#### YOUR OBJECTIVE:
Leaving the images aside, transcribe all the data below exactly.

-- MATERIAL FOR THIS EXERCISE follows --

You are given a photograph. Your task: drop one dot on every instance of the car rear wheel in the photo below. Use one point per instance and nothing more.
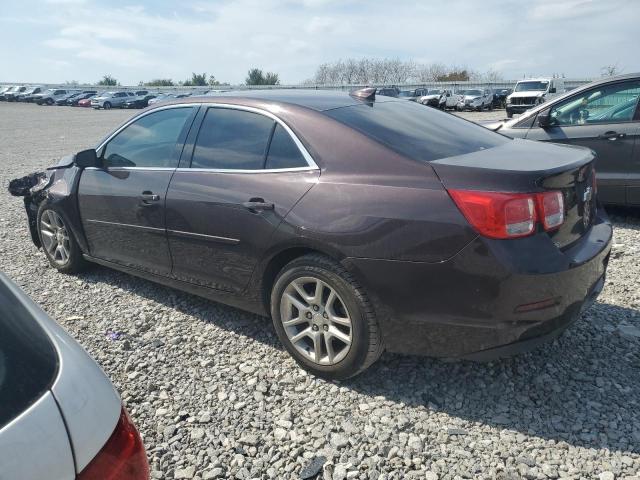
(58, 242)
(324, 319)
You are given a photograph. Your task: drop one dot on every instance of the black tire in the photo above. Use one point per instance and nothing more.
(366, 343)
(75, 262)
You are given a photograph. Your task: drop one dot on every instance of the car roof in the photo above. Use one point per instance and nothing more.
(319, 100)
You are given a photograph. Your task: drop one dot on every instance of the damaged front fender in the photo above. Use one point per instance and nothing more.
(56, 186)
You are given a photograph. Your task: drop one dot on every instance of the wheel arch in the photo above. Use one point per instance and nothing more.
(276, 260)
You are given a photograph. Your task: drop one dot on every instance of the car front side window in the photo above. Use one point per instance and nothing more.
(606, 104)
(149, 141)
(231, 139)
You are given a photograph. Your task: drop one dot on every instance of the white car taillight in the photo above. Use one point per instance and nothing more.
(121, 458)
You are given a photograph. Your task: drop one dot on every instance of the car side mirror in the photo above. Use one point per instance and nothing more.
(544, 119)
(87, 158)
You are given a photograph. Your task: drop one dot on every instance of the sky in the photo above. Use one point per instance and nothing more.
(53, 41)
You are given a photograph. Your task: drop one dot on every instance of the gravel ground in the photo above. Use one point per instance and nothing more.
(215, 396)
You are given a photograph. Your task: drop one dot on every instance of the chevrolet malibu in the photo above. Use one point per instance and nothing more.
(359, 224)
(61, 418)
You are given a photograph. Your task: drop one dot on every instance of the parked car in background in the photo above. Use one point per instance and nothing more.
(57, 401)
(500, 97)
(164, 97)
(476, 99)
(604, 116)
(412, 95)
(139, 101)
(108, 100)
(33, 90)
(532, 92)
(85, 102)
(388, 91)
(87, 94)
(450, 100)
(432, 97)
(244, 217)
(10, 94)
(71, 94)
(49, 96)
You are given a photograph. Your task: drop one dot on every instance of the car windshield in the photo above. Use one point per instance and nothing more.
(28, 360)
(531, 86)
(419, 133)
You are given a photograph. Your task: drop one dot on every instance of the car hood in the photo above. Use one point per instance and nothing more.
(530, 93)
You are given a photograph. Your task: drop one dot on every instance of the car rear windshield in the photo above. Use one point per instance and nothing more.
(28, 360)
(416, 131)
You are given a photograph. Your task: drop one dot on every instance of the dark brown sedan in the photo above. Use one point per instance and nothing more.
(358, 224)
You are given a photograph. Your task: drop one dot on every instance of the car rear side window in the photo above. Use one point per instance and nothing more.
(28, 360)
(283, 152)
(416, 131)
(232, 139)
(149, 141)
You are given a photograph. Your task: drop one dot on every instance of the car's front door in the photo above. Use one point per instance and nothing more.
(605, 119)
(122, 203)
(243, 172)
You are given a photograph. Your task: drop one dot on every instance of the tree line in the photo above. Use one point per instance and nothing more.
(353, 71)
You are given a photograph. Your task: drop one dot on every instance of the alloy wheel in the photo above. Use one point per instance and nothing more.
(316, 320)
(55, 237)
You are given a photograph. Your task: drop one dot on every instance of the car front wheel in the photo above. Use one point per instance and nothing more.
(58, 242)
(324, 319)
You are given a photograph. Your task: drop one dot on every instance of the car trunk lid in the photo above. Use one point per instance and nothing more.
(522, 166)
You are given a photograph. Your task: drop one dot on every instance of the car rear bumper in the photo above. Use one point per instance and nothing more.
(492, 299)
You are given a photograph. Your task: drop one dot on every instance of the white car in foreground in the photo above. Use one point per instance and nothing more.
(60, 417)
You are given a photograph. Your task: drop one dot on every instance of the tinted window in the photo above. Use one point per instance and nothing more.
(420, 133)
(28, 360)
(149, 141)
(283, 152)
(232, 139)
(605, 104)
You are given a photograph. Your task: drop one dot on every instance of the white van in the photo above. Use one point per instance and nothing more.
(531, 92)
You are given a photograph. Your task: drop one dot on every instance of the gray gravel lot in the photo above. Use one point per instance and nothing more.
(215, 396)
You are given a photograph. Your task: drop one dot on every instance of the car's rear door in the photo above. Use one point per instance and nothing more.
(241, 173)
(122, 204)
(605, 119)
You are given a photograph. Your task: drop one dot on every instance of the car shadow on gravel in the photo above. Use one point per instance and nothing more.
(582, 389)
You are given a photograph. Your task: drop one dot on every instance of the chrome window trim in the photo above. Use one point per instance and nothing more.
(232, 170)
(139, 116)
(311, 164)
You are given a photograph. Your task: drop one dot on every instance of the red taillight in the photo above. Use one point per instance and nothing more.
(509, 215)
(122, 457)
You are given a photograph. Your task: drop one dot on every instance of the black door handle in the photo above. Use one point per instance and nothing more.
(258, 204)
(611, 135)
(147, 197)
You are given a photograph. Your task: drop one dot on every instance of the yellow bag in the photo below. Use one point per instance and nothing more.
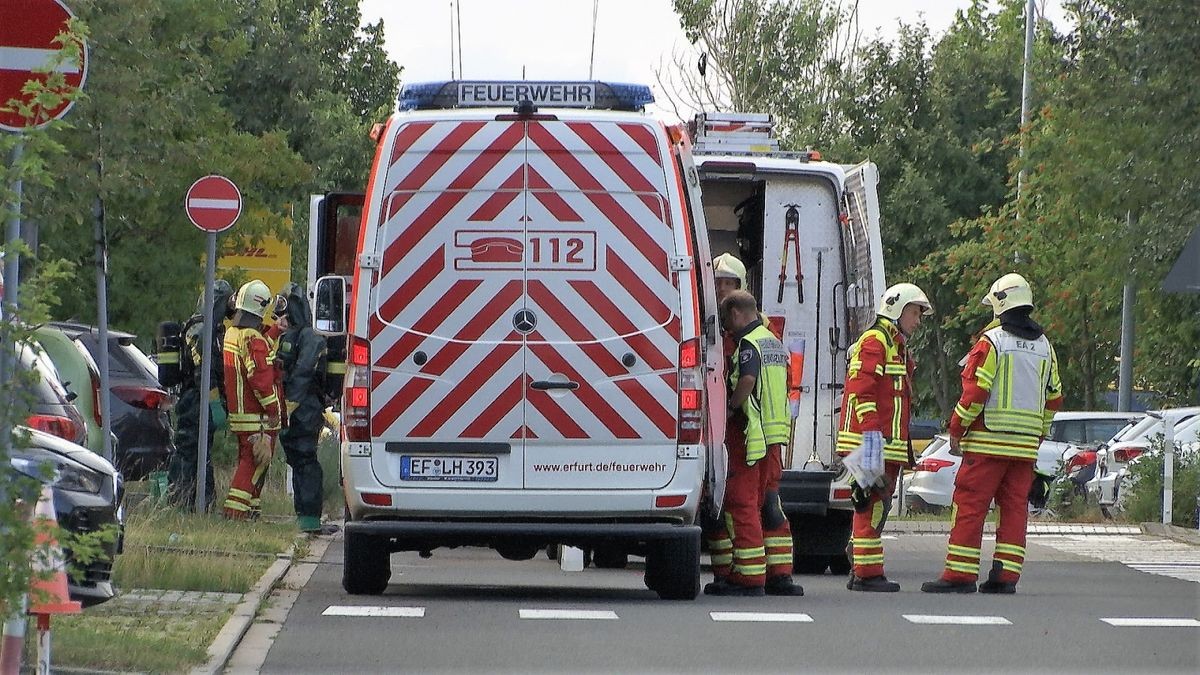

-- MATERIAL FOR THIS EXERCISE concluded --

#### REPLY:
You are given a photograph. Your task: drop one dot on every instance of the car rear wheel in the photo below. Use one point per instance and nothing more.
(58, 242)
(324, 319)
You are given a photograph. Your task: drop one dot on every instance of the black tire in the photo above. Use one point per instance and nothing more.
(366, 343)
(75, 262)
You are given a photograph. Your task: drop one dot on every instance of the car roof in the photo above. Use one point per instance and nothing more.
(319, 100)
You are given a photograph. Your task: drop one dot on every instance of the damaged front fender in the photo above. Use one point per instance and nothing more.
(56, 186)
You are given a photograph. Your task: drop one dot on every instance of the wheel arch in the photo above. Use one point per instance and nothing more.
(276, 260)
You are given a photograph. Your task: drop one dot on every instance of the car front side window in the photo above. Use one point per instance and nothing more.
(606, 104)
(149, 141)
(231, 139)
You are given a photograph. Your task: drop one dot on every instance of the white car taillight in the photo above. Use one point per instance and nothing more.
(121, 458)
You are given a photograph. Your task: drop one dot on every instance of the car side mirror in the photo above. Use one point per instance and nothing more.
(544, 119)
(87, 158)
You are given a photograph. Your task: drop one dot on every instance of the sky in the photo above. Use one point per instance and nothing more.
(53, 41)
You are given a photograph. Your task: drop one dot on every instance of the gravel ground in the photo above. Use one point per instance and nothing more.
(215, 396)
You are given a photograph. Your task: drop one dot on every instance of the chevrolet malibu in the photo above. Use one point per instance and nothing more.
(359, 224)
(61, 418)
You are given a photograph. Your task: drop one dot on every instance of the parked car in background in the photo above. Use one point per instance and nothing more.
(57, 401)
(500, 97)
(164, 97)
(476, 99)
(604, 116)
(412, 95)
(139, 101)
(108, 100)
(33, 90)
(532, 92)
(85, 102)
(388, 91)
(87, 94)
(450, 100)
(432, 97)
(244, 217)
(10, 94)
(71, 94)
(49, 96)
You are given a photograph. Your task: drop one dot on every instance of the car windshield in the photo above. Use one point per instance and nothing more.
(28, 360)
(531, 86)
(419, 133)
You are given a photograph. Your task: drop one dot on every instance of the car hood in the photo above. Use one point per instance and nothing more.
(530, 93)
You are given a photograph. Your task: drop one dot on every instance of the car rear windshield in the photo above. Use one point per instance and nothing more.
(28, 360)
(416, 131)
You are given a photograph. Your task: drop one dot on every instance of the dark brown sedan in the photo above. Use one point per instance and nothing more.
(358, 224)
You are given a photograph. Your task: drop one dot on every instance of the car rear side window in the photo above. Use one point per instance and nothing more.
(28, 360)
(283, 152)
(416, 131)
(232, 139)
(149, 141)
You are given a photograph. Your task: drop one dot on every instance of the car's front door in the photo above. Use one point per instance and nothing more.
(605, 119)
(122, 203)
(243, 172)
You are given a photograph. Your task: drop one dot on every instance of the tree line in the photo above. Use one point per instance and nothing more.
(353, 71)
You are given a photograph. Your task: drop one dot on every instance of the alloy wheel in the photo above. Use one point per instance and nothing more.
(316, 320)
(55, 237)
You are given a photograph. Your task: drop one dot on every instance of the car front wheel in the photo above. Use one point per instance and nothing more.
(58, 242)
(324, 319)
You are given a photograph. Your task: drop one dot on every instance of the car trunk lid in the photo above. Use one point per instance and nothing more.
(522, 166)
You are given a photograph. Your task: drop one dot on every instance of the car rear bumper in the photo above. Use one point per instance and nothing more.
(492, 299)
You are given a photograph. Your task: drop one dot on every instance of the white car in foreground in the photo above. Use one point per instance and nothing more.
(60, 417)
You are given a photograph. Your task: drop one dot on every instance of the tinted window in the photo above. Use one point per instance and nothing more.
(420, 133)
(28, 360)
(149, 141)
(283, 152)
(232, 139)
(605, 104)
You are given a photograph. Your task: drop one dot on every instance of the white van in the photo above. Use one point per instance and nothing more.
(531, 92)
You are given a photograph. Your task: drop one dot on every instance of the gray gravel lot in the photo above. Use one point per instance and nothing more.
(215, 396)
You are given a photograph. Your task: drop one dot on every instance of the car's rear door in the photo above. Use one point per instance and nothing more.
(241, 173)
(122, 204)
(605, 119)
You are given a photograph. Your task: drop one dot on every instance of the car shadow on gravel in the photo above. Use one point per instance and nothing more.
(582, 389)
You are given a photograph. Your task: drop one dot on every instance of the chrome window trim in the photo above. Use one point per instance and nothing more.
(232, 170)
(139, 116)
(311, 164)
You are given a photograph. Your task: drop one dot on every instance of the red taillight in the photo above. Use one point per instance and nothing more.
(509, 215)
(122, 457)
You are given a photograph. Your task: drop one dot on every instance of the black door handle in the photo above. Use one point per instance and nothing more.
(258, 204)
(611, 135)
(147, 197)
You are given a photograph. Your task: drop one dot on every instance of the yellow bag in the photo below. Use one point per instance and nothing more.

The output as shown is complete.